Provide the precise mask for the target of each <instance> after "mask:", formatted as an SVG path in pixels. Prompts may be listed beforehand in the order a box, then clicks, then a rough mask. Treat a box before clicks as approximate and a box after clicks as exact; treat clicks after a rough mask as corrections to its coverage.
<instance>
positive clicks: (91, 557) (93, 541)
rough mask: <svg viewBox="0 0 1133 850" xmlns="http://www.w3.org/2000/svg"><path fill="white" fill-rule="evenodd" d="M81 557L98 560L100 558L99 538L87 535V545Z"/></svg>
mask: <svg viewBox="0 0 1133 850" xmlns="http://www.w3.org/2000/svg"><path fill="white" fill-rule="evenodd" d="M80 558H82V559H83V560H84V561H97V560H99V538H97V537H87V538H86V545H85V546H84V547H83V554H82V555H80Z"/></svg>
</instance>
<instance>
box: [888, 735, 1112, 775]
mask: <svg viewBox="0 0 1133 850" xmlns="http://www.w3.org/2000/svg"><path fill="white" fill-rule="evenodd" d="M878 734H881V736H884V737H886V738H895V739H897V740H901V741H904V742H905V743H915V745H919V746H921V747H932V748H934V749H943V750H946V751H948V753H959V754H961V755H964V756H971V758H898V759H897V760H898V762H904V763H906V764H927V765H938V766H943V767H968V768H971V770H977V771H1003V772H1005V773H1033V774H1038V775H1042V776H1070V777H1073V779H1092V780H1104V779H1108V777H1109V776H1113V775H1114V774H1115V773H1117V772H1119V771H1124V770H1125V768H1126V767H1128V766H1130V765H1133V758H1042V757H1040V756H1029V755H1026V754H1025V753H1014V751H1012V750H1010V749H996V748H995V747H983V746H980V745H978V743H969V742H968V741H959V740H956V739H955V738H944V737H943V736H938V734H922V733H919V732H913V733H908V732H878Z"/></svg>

====

◆ **Requirement**:
Write out every entry once more, precisely as it stands.

◆ **Answer for this exercise**:
Provide the precise mask for the target of each <instance> after "mask:", formatted as an SVG path in pixels. Prompts may be listed beforehand in the order a box, then clicks, then a rough mask. Treat a box before clicks as approximate and a box after clicks as exact; treat clicks after a rough mask as corrections to its coverage.
<instance>
positive clicks: (91, 557) (93, 541)
rough mask: <svg viewBox="0 0 1133 850" xmlns="http://www.w3.org/2000/svg"><path fill="white" fill-rule="evenodd" d="M81 557L98 560L100 558L99 538L87 535V545Z"/></svg>
mask: <svg viewBox="0 0 1133 850" xmlns="http://www.w3.org/2000/svg"><path fill="white" fill-rule="evenodd" d="M80 558H82V559H83V560H84V561H97V560H99V538H97V537H87V538H86V545H85V546H84V547H83V554H82V555H80Z"/></svg>
</instance>
<instance>
box: [888, 735, 1112, 775]
mask: <svg viewBox="0 0 1133 850" xmlns="http://www.w3.org/2000/svg"><path fill="white" fill-rule="evenodd" d="M878 734H881V736H884V737H886V738H895V739H897V740H901V741H904V742H905V743H915V745H919V746H921V747H932V748H934V749H943V750H946V751H948V753H959V754H961V755H964V756H971V758H898V759H897V760H898V762H904V763H906V764H927V765H938V766H943V767H968V768H971V770H977V771H1003V772H1005V773H1033V774H1038V775H1042V776H1070V777H1073V779H1092V780H1104V779H1108V777H1109V776H1113V775H1114V774H1115V773H1117V772H1119V771H1124V770H1125V768H1126V767H1128V766H1130V765H1133V758H1042V757H1040V756H1029V755H1026V754H1025V753H1014V751H1012V750H1010V749H996V748H995V747H983V746H980V745H978V743H969V742H968V741H959V740H956V739H955V738H944V737H943V736H938V734H922V733H919V732H913V733H908V732H878Z"/></svg>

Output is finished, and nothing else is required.